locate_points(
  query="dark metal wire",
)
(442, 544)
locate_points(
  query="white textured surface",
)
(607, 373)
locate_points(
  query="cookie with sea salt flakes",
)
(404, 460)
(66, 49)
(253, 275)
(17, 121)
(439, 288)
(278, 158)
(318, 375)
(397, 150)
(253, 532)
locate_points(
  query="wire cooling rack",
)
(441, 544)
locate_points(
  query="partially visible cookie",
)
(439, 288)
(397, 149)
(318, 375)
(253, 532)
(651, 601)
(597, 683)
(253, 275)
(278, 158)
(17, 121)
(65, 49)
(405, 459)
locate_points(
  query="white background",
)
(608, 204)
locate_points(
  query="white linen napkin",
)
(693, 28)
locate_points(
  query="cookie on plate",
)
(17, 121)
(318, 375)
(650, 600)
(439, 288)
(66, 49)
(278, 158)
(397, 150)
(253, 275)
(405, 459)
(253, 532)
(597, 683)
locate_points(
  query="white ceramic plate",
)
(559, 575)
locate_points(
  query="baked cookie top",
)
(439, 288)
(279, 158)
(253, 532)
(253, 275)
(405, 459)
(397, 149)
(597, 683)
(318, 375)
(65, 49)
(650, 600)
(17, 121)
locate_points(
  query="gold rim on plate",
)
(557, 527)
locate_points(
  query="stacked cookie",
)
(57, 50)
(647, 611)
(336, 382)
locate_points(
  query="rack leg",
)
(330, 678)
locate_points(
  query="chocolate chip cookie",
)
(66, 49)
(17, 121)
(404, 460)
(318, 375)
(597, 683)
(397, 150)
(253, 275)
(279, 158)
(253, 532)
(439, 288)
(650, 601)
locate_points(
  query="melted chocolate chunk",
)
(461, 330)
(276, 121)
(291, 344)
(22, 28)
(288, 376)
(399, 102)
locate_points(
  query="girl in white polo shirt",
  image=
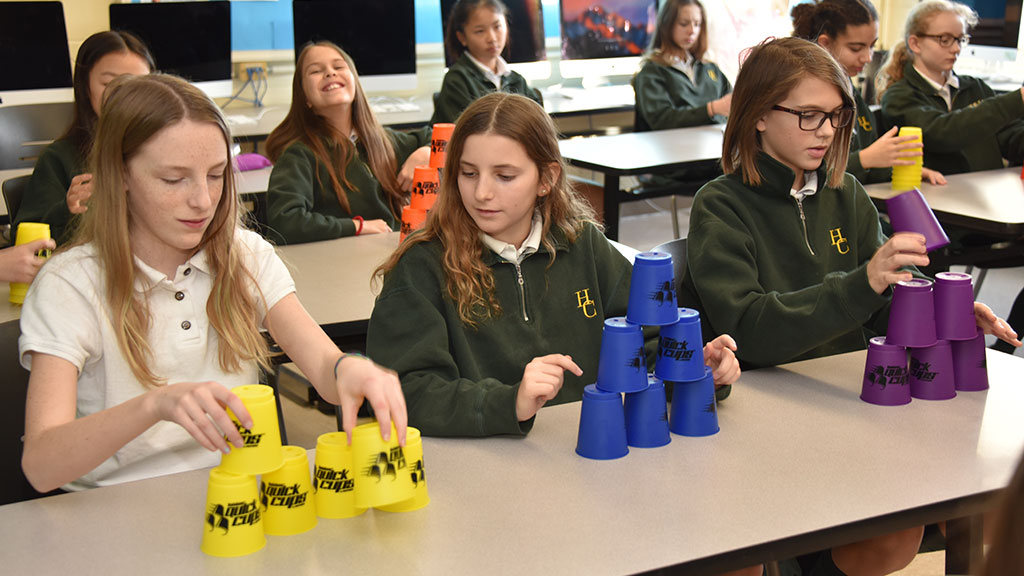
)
(137, 332)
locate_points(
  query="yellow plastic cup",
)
(28, 232)
(334, 478)
(415, 476)
(287, 496)
(261, 452)
(233, 524)
(379, 465)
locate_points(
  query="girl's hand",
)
(720, 356)
(903, 249)
(542, 379)
(994, 325)
(197, 407)
(932, 176)
(78, 193)
(419, 158)
(891, 150)
(19, 263)
(357, 378)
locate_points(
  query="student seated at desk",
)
(336, 169)
(849, 29)
(136, 333)
(506, 288)
(59, 187)
(785, 250)
(966, 126)
(476, 37)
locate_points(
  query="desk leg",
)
(964, 545)
(611, 206)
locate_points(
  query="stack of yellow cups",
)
(908, 177)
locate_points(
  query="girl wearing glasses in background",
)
(966, 126)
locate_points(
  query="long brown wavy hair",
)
(770, 72)
(469, 282)
(134, 111)
(333, 150)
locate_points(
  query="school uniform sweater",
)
(782, 291)
(668, 98)
(465, 82)
(45, 198)
(463, 381)
(301, 202)
(977, 134)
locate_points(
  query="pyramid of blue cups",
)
(607, 425)
(933, 346)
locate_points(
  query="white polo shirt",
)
(66, 315)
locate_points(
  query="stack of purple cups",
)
(607, 427)
(935, 325)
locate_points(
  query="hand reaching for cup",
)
(542, 379)
(79, 192)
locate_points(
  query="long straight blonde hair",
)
(470, 282)
(134, 111)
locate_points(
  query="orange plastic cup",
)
(425, 184)
(438, 144)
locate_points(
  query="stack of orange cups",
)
(908, 177)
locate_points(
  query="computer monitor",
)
(380, 35)
(605, 37)
(35, 65)
(189, 39)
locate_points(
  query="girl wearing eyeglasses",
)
(849, 29)
(966, 126)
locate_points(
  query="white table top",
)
(992, 200)
(799, 458)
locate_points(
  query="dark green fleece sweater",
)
(977, 134)
(465, 82)
(302, 205)
(782, 293)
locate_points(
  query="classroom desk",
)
(991, 202)
(800, 463)
(640, 153)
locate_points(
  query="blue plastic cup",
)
(652, 290)
(647, 416)
(680, 356)
(622, 366)
(885, 374)
(693, 408)
(602, 425)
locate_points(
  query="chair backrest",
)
(676, 249)
(13, 191)
(26, 130)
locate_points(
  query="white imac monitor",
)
(602, 38)
(35, 65)
(380, 35)
(189, 39)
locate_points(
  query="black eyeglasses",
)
(811, 120)
(946, 40)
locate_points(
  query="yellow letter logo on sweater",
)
(842, 246)
(584, 301)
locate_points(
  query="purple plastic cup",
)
(693, 409)
(931, 372)
(602, 425)
(911, 318)
(647, 416)
(680, 356)
(970, 364)
(954, 306)
(885, 374)
(652, 290)
(622, 366)
(909, 212)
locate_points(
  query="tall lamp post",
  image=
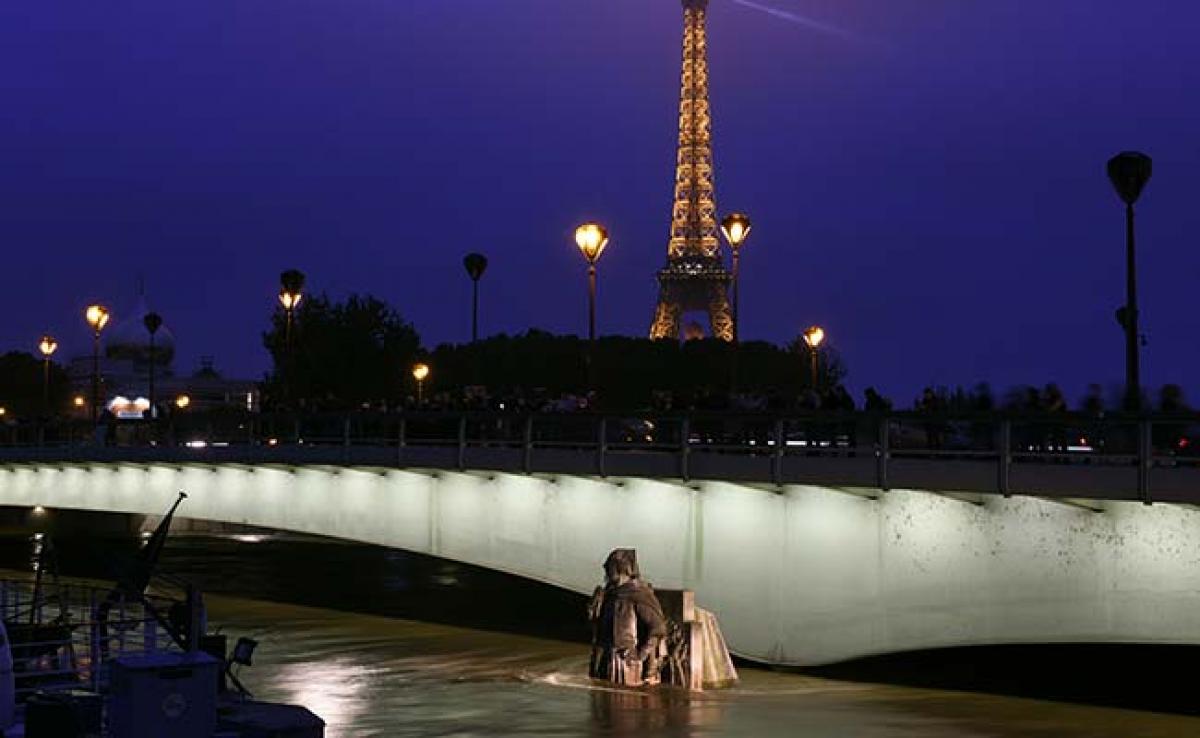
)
(153, 322)
(736, 228)
(813, 337)
(475, 264)
(97, 317)
(47, 346)
(1129, 172)
(291, 293)
(420, 371)
(592, 239)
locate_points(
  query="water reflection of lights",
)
(336, 690)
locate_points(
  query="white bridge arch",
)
(803, 575)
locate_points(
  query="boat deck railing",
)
(58, 641)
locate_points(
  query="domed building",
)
(125, 363)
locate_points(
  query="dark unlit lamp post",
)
(475, 264)
(1129, 172)
(813, 337)
(736, 228)
(592, 239)
(97, 317)
(153, 322)
(47, 346)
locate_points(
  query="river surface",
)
(384, 643)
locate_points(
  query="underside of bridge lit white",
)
(802, 576)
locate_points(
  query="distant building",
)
(125, 364)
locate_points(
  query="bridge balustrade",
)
(1062, 455)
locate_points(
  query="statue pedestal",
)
(697, 657)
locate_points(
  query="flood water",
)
(384, 643)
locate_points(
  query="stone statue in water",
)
(641, 637)
(628, 627)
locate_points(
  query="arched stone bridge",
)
(798, 574)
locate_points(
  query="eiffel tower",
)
(695, 277)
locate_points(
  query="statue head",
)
(621, 565)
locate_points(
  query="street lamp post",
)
(153, 322)
(420, 371)
(474, 264)
(47, 346)
(291, 293)
(592, 239)
(1129, 172)
(736, 228)
(813, 339)
(97, 317)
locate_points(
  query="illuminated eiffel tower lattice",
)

* * * * * * *

▶ [Work instruction]:
Where a line in the listing holds the string "dark", include it in the count, then report the total alone.

▶ [Task output]:
3